* Отрывок текста:
____
Поле брани Виктора Астафьева

«Прокляты и убиты»

Посчастливилось мне грешному водить дружбу с фронтовиком Алексеем Зверевым …Писатель тихого, светлого дара, для России маловедомый… судьбу которого запечатлел я в очерке «Люблю я сторону родную». В главе «Война отвратительна, но… породила братство» есть и о Викторе Астафьеве, в коем иркутский писатель-фронтовик души не чаял; и себя, и меня на военный лад почитал солдатами в литературе, а Распутина и Астафьева – генералами. Покаюсь, мне не нравилось, у меня, двадцатилетнего, в заплечном ранце под солдатскими портянками томились генеральские погоны, и хотя не сгодились, но таились…

«…Уходила в память Гражданская война, утихомирился печально поредевший русский народ, и, вроде, оклемался, повеселел в азартном державном труде; но… не дремал сумеречный князь мира сего, ненавидящий Россию, остатний Божий приют на земле; и его холопы – христопродавцы, царящие в мире, – двинули на русские земли германскую орду. Великая Отечественная война… (…) «Война – дело отвратительное, тяжкое, – поминал Алексей Васильевич, – но Отечественная война породила и великое братство и товарищество, а посему до боли щемит сердце и бросает в тоску и в слезу, когда уходит из жизни военный друг...» (…) Странно …а может, и ладно... но лишь тридцать лет спустя Алексей Зверев, солдат и писатель, заговорит в прозе о Великой Отечественной войне; явятся на свет одна за другой удивительные по силе переживания, по чистоте слова, простонародно мудрые повести «Выздоровление», «Раны», «Передышка». Видимо, нужны были тридцать лет, чтобы не так больно поминалась война, чтобы разглядеть трагедию, осмыслить ее при ярком и верном свете – свете любви Христовой. У Алексея Васильевича христианское осмысление войны, даже без религиозной символики, интуитивное, было похоже на пробудившийся в душе голос православных предков.
____
* Выдержки из списка:
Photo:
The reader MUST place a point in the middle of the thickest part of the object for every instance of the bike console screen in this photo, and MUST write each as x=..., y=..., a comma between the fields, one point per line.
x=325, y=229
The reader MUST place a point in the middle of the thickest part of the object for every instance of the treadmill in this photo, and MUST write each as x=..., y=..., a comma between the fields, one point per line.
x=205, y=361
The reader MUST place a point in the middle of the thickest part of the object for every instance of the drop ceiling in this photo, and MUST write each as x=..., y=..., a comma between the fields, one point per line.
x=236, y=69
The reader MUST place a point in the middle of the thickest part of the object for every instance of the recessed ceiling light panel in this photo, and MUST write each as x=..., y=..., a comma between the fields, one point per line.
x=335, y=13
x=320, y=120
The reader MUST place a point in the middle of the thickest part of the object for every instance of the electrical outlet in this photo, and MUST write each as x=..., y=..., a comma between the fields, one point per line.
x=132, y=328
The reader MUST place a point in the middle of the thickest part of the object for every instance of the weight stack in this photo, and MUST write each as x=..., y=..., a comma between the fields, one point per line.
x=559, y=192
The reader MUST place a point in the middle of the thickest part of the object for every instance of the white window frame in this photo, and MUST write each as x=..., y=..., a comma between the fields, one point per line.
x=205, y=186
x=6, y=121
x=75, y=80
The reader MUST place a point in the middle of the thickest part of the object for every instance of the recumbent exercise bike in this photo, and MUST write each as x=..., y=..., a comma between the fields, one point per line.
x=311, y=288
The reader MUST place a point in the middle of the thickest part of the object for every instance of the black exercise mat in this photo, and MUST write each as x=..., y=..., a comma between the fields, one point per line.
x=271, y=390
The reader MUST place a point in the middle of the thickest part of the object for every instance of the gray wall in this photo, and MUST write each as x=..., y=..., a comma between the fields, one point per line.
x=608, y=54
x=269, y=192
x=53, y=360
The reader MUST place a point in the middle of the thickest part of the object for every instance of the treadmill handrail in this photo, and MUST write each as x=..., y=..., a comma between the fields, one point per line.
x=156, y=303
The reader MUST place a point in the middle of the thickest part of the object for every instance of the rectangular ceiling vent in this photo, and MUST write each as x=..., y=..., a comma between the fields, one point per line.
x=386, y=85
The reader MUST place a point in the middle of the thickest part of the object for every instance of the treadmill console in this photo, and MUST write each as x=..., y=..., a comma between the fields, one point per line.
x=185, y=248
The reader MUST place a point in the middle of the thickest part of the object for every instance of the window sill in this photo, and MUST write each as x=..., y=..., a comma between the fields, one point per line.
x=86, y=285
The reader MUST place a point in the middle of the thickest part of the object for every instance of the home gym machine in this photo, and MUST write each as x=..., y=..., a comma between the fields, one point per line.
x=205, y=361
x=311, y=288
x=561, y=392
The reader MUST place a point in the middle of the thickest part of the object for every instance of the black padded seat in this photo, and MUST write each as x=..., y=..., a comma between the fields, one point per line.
____
* Что требуется:
(a) Перескажите короче, в виде списка, абзац отрывка, который начинается словами «Посчастливилось мне грешному». Сохраните его главные факты.
(b) Продолжите текст об Алексее Звереве и Викторе Астафьеве, начав сразу после его последнего предложения.
Список для работы не понадобится.

* Ответы:
(a)
- Рассказчику довелось дружить с фронтовиком Алексеем Зверевым, писателем тихого, светлого дара, в России малоизвестным.
- Судьба Зверева описана в очерке рассказчика «Люблю я сторону родную».
- В главе очерка «Война отвратительна, но… породила братство» говорится и о Викторе Астафьеве, в котором иркутский писатель-фронтовик души не чаял.
- Зверев по-военному называл себя и рассказчика солдатами в литературе, а Распутина и Астафьева генералами.
- Двадцатилетнему рассказчику это не нравилось: втайне он носил в себе генеральские притязания, хотя они так и не сбылись.

(b)
Через тридцать лет начал стихать барабанный треск в военной прозе, крики «ура» на фоне штабной отчужденности от рядового солдата; стала уходить в небытие «генеральская» проза, потом «лейтенантская» и пришло время горькой «солдатской» прозы – страшной окопной правды, которая высветила всю непостижимую меру солдатских страданий, тем самым высветила и великий подвиг окопного война. А подвиг и был в том, чтобы пройти через ужасы, кровь и смерти, через холод и голод, через хаос войны, и остаться человеком, подобием Божиим.

Показывая «вшивую, окопную» правду войны, Алексей Зверев избежал беды, коя на старости лет постигла Виктора Астафьева в предсмертном романе «Прокляты и убиты», где с матерым мастерством писатель запечатлел ужас и мерзость войны, живописал и солдата, ходячего мертвеца, для коего положить душу за другие своя, за священную землю русскую – пустой звон политрука».

Тогдашние правители России, по велению Запада ополчившись на русский дух, на пушечный выстрел не подпускали к телевидению русофилов, подобных Белову, Распутину, Личутину, Проханову, Куняеву, впрочем, те и не рвались в совет нечестивых, и лишь Астафьев частенько гостил на российском телевидении, поскольку и в романе «Прокляты и убиты», и в телебеседах, телефильмах, и в письмах фронтовикам клял русское воинство, кое испокон веку бездарно воевало и в Отечественную войну не победило германскую армию, а утопило в солдатской крови, завалило трупами.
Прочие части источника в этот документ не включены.